PASSAGE:
Every time I see an escort profess to have a "real connection" it always sounds, to some degree, like a marketing thing targeted at the lonely people who are desperate for a connection. Maybe that's not what you intend, maybe you think you really have a real connection with clients, but I'm pretty sure I've seen ads on where escorts are selling "real connections" or "genuine connections" and that always seemed kind of hilarious, if it was tongue in cheek, and disappointing if it was legitimate.
Anyways, I've said it before and I will say it again, I will never see how you can have a "real" connection with someone that isn't even using their real name... unless it's like how Batman and Catwoman are always attracted to each other even though she usually doesn't know he's actually Bruce Wayne. But if it's like Spider-man and Black Cat, then it's a fake connection because Felicia Hardy doesn't like the real Peter Parker, she just likes Spider-man, or her internal idea of Spider-man, which means she's not connecting with Peter or Spider-man but an aspect of herself that she's projecting upon him.

RECORDS SHOWN:
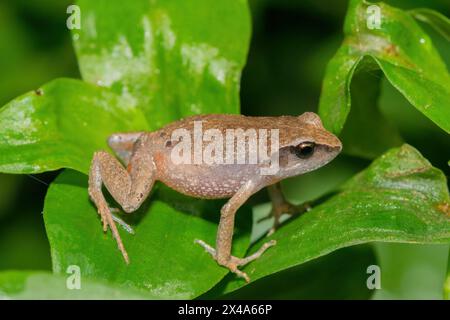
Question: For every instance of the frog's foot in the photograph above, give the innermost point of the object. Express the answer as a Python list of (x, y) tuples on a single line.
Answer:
[(122, 223), (234, 262), (288, 208), (108, 221)]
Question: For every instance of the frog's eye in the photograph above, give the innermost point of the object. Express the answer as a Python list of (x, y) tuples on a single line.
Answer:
[(304, 150)]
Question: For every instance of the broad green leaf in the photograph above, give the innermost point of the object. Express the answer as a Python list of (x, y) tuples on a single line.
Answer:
[(61, 125), (182, 57), (400, 197), (40, 285), (435, 19), (408, 59), (165, 261), (411, 271), (164, 61)]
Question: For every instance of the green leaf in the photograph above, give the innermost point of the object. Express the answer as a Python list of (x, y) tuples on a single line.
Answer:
[(435, 19), (408, 59), (164, 61), (400, 197), (411, 271), (165, 262), (447, 281), (26, 285), (61, 125), (182, 57)]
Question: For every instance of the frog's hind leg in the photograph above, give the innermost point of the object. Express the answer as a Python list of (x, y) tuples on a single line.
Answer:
[(222, 253), (129, 187), (123, 144), (280, 205)]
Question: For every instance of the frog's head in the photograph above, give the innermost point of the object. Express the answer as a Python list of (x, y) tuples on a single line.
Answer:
[(306, 146)]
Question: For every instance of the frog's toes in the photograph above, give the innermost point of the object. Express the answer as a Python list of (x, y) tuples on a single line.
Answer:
[(122, 223), (233, 263)]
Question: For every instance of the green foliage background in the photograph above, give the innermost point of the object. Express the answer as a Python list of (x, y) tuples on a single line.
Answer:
[(291, 45)]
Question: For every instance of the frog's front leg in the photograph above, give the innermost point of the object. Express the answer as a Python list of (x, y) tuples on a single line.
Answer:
[(280, 205), (222, 253), (129, 187)]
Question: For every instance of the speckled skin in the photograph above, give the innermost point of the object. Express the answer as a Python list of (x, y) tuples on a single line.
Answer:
[(147, 156)]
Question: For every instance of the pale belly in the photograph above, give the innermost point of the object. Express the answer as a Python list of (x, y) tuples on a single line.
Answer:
[(208, 182)]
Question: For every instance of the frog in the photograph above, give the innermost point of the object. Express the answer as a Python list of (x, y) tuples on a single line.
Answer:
[(301, 144)]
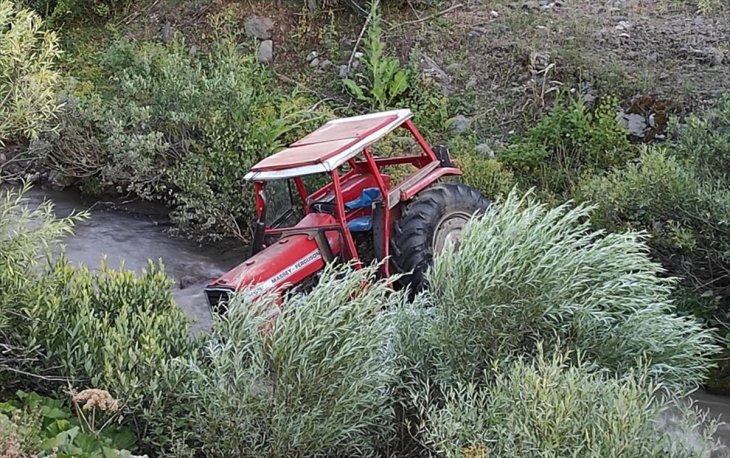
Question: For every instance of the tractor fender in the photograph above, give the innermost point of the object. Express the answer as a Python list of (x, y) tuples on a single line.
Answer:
[(286, 262), (407, 194)]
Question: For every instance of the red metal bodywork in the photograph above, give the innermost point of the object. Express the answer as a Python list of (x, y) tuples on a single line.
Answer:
[(298, 254)]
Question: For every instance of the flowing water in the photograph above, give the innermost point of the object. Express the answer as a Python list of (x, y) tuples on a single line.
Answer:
[(133, 240)]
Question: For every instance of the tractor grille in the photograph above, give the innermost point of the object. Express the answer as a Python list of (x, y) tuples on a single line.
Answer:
[(218, 299)]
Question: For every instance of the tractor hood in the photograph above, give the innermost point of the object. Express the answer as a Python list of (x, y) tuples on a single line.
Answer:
[(288, 261)]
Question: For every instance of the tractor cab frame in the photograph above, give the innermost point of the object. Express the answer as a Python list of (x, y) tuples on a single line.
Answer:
[(359, 198)]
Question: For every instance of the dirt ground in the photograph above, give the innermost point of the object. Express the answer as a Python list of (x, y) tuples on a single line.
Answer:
[(502, 62)]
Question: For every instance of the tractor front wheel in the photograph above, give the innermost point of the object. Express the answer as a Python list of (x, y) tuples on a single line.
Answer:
[(427, 224)]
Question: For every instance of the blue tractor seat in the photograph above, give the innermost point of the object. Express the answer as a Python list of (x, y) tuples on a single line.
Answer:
[(366, 199)]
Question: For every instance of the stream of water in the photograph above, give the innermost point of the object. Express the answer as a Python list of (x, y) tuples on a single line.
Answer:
[(133, 240)]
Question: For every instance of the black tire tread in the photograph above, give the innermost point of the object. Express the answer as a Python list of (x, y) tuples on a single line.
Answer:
[(411, 244)]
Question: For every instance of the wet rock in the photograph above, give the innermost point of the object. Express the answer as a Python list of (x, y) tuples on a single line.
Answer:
[(166, 35), (635, 123), (453, 68), (718, 56), (431, 69), (486, 150), (540, 61), (187, 281), (459, 124), (342, 71), (258, 27), (588, 92), (265, 53), (623, 26), (57, 181), (473, 35)]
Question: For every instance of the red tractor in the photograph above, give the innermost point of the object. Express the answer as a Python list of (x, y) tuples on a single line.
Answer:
[(358, 215)]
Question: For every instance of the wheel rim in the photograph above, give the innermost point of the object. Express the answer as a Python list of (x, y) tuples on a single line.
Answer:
[(448, 231)]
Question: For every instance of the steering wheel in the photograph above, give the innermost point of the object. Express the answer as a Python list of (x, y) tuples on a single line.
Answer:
[(321, 206)]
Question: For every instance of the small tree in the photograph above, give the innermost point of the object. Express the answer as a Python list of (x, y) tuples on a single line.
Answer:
[(28, 78)]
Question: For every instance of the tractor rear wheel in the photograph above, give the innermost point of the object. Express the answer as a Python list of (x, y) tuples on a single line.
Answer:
[(432, 220)]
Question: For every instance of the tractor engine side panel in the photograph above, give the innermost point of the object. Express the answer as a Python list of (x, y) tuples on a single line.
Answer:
[(287, 262)]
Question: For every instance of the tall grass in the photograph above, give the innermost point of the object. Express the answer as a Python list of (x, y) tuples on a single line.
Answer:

EXERCISE AIM:
Return, word for word, the stretch of the post on escorts and "real connections" from "Every time I" through "it was legitimate.".

REPLY:
Every time I see an escort profess to have a "real connection" it always sounds, to some degree, like a marketing thing targeted at the lonely people who are desperate for a connection. Maybe that's not what you intend, maybe you think you really have a real connection with clients, but I'm pretty sure I've seen ads on where escorts are selling "real connections" or "genuine connections" and that always seemed kind of hilarious, if it was tongue in cheek, and disappointing if it was legitimate.